[What to do]
Which lines below hold the word "target"? Copy all of them.

======

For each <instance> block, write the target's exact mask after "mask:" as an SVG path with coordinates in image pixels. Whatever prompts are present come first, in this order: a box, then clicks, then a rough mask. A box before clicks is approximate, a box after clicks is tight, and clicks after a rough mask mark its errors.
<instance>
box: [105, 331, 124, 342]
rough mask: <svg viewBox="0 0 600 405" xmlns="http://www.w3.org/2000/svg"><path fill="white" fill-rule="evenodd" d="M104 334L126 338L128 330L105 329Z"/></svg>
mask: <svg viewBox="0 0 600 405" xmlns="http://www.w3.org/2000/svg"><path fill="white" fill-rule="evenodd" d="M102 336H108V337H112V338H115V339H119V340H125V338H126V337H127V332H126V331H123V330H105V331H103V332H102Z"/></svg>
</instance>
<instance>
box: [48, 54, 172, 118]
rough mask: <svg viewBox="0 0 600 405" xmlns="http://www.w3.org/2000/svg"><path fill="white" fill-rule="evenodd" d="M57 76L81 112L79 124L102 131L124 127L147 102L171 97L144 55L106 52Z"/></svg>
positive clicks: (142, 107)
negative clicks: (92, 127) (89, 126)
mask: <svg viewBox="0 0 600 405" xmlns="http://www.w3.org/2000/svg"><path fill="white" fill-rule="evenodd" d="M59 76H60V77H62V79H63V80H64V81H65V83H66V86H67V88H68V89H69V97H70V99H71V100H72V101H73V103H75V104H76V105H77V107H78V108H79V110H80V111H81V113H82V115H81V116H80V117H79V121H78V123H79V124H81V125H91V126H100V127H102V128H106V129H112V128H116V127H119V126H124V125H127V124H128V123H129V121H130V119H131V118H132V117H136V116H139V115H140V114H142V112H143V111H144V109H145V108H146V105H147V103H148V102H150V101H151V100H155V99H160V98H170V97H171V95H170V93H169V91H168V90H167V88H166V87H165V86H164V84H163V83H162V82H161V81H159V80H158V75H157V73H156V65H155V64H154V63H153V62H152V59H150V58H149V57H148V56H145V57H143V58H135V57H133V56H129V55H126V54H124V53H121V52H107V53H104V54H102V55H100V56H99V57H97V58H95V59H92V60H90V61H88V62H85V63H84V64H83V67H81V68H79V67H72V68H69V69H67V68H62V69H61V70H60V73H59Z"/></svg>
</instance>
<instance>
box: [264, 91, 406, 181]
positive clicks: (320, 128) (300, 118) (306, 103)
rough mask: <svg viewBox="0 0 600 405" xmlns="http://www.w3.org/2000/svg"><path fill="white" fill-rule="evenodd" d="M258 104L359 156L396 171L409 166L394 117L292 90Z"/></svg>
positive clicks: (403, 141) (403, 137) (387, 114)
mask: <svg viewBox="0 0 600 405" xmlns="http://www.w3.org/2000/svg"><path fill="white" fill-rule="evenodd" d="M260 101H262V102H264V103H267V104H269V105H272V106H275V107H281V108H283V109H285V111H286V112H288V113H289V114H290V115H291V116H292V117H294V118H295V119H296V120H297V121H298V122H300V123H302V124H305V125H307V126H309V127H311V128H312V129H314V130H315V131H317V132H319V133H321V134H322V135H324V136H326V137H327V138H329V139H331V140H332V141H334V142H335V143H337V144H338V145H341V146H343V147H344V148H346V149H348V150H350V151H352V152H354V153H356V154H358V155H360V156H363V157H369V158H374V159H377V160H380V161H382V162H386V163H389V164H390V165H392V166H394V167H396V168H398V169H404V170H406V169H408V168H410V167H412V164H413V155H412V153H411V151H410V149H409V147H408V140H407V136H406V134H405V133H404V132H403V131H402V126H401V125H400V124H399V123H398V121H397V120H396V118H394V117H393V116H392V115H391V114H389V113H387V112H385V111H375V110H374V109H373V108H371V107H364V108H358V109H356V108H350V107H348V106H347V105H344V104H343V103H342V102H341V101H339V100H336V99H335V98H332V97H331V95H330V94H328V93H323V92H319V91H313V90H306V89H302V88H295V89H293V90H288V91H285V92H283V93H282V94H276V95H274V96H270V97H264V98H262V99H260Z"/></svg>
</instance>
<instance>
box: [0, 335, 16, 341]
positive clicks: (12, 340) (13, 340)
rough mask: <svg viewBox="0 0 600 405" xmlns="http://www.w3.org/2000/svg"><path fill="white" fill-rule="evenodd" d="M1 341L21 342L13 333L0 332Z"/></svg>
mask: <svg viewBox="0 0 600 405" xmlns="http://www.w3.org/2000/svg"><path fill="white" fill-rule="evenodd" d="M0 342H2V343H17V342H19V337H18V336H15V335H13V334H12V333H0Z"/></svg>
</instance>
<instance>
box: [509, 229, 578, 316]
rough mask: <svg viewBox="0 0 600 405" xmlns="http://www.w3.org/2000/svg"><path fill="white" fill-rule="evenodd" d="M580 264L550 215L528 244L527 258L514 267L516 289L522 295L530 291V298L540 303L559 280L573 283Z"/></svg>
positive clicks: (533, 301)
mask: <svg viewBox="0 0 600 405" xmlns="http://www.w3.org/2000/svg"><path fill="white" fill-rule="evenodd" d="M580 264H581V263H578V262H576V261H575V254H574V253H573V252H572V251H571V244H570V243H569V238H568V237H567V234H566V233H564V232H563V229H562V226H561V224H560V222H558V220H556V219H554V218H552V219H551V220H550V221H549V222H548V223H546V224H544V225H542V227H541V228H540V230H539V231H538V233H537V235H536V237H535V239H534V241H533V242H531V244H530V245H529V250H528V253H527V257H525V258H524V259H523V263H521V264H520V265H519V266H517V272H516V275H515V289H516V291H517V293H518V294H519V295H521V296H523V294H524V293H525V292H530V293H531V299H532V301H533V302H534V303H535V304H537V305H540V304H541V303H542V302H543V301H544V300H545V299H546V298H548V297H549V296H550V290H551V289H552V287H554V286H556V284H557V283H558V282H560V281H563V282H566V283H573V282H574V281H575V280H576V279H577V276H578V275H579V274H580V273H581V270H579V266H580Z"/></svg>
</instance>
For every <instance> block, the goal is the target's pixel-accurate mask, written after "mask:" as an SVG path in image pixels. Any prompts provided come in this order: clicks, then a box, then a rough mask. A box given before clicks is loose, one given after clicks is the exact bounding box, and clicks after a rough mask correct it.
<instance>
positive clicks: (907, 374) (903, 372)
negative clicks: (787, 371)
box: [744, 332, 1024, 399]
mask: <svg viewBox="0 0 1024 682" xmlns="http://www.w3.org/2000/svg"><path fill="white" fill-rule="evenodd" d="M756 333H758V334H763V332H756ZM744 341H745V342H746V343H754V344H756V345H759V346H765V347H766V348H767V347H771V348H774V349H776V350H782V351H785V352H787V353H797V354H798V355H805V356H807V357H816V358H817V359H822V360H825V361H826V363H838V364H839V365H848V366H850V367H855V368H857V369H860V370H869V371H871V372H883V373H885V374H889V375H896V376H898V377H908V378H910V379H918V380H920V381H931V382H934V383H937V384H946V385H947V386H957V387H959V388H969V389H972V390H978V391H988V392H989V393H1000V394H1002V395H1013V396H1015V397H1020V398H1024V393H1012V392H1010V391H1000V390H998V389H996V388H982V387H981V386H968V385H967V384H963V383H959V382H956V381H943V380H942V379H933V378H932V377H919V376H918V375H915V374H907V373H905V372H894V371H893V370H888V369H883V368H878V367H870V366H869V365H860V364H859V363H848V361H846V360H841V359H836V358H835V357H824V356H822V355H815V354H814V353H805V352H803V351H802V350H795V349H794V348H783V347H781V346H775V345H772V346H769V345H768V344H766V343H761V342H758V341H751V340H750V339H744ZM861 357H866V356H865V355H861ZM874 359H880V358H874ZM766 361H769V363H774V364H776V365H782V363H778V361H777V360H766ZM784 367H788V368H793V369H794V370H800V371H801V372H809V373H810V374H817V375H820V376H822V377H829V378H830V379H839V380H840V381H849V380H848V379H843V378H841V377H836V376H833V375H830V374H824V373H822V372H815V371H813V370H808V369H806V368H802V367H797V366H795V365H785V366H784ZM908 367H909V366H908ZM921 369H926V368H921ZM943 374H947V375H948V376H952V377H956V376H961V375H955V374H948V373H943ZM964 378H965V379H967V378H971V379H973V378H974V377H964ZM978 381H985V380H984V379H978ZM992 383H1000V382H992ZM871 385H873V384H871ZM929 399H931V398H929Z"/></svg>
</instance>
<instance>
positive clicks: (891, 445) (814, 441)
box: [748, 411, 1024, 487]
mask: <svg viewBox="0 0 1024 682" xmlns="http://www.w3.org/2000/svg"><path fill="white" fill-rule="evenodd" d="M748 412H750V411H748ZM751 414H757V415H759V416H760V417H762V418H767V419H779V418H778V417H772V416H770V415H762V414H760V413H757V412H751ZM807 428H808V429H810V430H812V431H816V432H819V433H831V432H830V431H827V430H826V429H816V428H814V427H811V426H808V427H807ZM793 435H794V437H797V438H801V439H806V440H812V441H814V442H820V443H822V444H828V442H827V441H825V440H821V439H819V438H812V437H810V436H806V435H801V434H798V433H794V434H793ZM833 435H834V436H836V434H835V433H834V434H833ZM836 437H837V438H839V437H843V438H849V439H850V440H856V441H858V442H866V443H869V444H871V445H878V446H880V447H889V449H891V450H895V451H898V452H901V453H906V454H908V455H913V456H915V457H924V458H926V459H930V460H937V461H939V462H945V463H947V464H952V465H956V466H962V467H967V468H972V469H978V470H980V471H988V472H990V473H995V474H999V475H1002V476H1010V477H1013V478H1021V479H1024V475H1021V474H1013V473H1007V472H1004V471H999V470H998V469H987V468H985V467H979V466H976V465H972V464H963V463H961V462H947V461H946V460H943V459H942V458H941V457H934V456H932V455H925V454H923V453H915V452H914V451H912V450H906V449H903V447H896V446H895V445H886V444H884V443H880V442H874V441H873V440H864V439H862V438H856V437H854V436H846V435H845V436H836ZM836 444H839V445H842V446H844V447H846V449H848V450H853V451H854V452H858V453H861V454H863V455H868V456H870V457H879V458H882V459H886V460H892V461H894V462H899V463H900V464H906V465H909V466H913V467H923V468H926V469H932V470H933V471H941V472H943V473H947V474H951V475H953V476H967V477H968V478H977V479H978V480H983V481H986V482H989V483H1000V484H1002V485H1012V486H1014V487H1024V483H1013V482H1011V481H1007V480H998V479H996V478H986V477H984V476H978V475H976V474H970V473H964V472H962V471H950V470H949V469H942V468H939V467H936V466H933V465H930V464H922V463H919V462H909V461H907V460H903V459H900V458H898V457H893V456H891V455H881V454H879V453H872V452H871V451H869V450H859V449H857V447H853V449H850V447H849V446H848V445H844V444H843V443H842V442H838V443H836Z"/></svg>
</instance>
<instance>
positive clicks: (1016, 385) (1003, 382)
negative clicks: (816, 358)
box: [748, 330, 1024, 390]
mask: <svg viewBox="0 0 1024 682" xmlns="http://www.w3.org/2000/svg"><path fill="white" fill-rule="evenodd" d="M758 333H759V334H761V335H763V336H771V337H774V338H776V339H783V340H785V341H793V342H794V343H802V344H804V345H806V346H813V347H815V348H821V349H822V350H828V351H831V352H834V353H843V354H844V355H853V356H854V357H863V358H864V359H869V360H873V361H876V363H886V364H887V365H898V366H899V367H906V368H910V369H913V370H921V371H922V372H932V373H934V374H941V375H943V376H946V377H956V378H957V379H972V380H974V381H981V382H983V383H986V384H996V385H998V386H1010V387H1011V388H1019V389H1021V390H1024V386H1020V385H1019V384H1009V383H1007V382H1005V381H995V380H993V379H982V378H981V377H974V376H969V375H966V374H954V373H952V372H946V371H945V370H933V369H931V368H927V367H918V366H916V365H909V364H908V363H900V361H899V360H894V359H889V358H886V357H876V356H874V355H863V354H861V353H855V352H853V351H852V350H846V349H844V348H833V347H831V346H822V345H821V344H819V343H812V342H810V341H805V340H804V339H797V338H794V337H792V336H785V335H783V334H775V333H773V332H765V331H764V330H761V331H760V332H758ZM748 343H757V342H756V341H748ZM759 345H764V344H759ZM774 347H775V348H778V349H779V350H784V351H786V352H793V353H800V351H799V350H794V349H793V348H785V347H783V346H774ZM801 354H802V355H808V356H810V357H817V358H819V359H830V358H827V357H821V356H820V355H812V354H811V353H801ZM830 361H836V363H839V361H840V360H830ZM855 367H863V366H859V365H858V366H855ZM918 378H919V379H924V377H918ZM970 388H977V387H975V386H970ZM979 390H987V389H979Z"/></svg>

======

[Your solution]
For each <instance> block, write the target's exact mask after "mask:" as an SVG path with coordinates in image pixels. Whatever prompts are present come first, in this order: a box, then clicks, then a rough mask. A box before clicks is approximate, a box after clicks is tight, and clicks after a rough mask mark its errors.
For every <instance> block, the goal is the target's pixel-accurate mask, written after "mask:" as an SVG path in image pixels. Any prompts provided come in this order: clicks, then a box, then a rough mask. A box given before clicks is loose, one given after clicks is the exact bounding box, and clicks after a rough mask correct it.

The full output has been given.